§ Listed entries:
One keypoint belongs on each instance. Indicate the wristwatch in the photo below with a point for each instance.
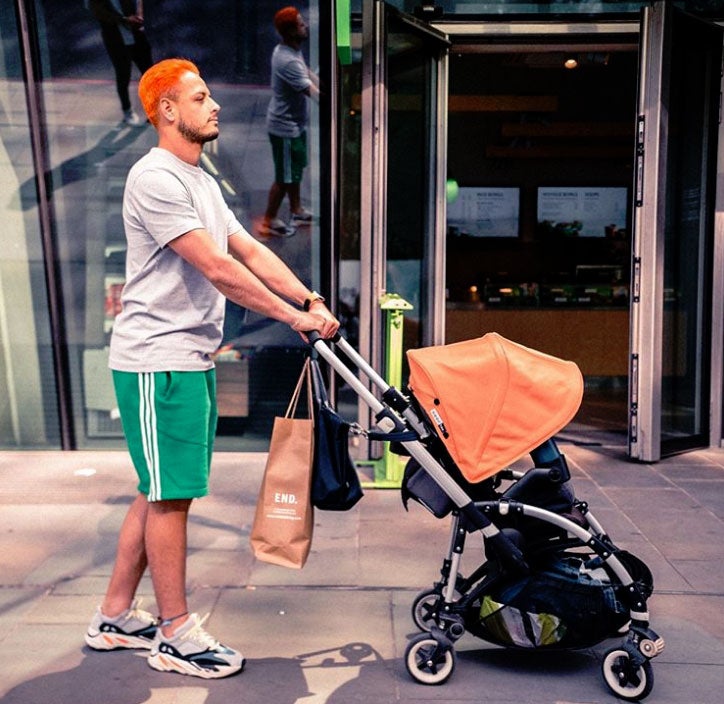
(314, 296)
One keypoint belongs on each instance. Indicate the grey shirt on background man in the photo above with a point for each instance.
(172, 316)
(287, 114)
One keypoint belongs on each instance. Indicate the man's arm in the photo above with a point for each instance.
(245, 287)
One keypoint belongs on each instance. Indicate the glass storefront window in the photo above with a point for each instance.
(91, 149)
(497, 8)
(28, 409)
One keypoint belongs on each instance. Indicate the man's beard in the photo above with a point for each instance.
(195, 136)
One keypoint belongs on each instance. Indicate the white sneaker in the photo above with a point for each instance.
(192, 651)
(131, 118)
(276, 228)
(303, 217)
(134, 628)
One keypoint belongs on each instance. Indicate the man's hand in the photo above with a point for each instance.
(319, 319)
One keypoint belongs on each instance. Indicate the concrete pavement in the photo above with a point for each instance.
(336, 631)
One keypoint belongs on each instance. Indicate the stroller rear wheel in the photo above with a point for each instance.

§ What you should do: Can you pull every line of text from the material above, unchanged and in the same order, leaving the pictures out?

§ Answer for the task:
One keypoint belongs on each instance. Indicate the wristwatch in the photo below with a point for each instance.
(314, 296)
One keypoint belongs on each instance. Indicate the grey shirt on background man in the photo above with a point for each instance.
(172, 316)
(287, 114)
One keypoint belongs on each instance. Indicate the man's arm in the photo above with a point for each instance.
(245, 287)
One keypoint belongs on each instance. Indicate the glass storefront window in the photo above with a point for each instance.
(91, 149)
(497, 8)
(28, 409)
One keypoint belongs on each instance. Indicate the man's beard in the photo above with a point for each instance.
(195, 136)
One keypoint belongs on each instance. Indicate the white sneaker in the photo above with a point for each instance.
(192, 651)
(131, 118)
(276, 228)
(303, 217)
(134, 628)
One keypoint belongs on each instance. Indicate the man's hand in the photo above with a point for each instance.
(319, 319)
One keypoint belongs on each instance. Indicate the concrete pavement in the photo above with a point for each instance.
(336, 631)
One keypoint belongs on each instance. Indicate the stroller rear wheel in the photo above with a point for each instance.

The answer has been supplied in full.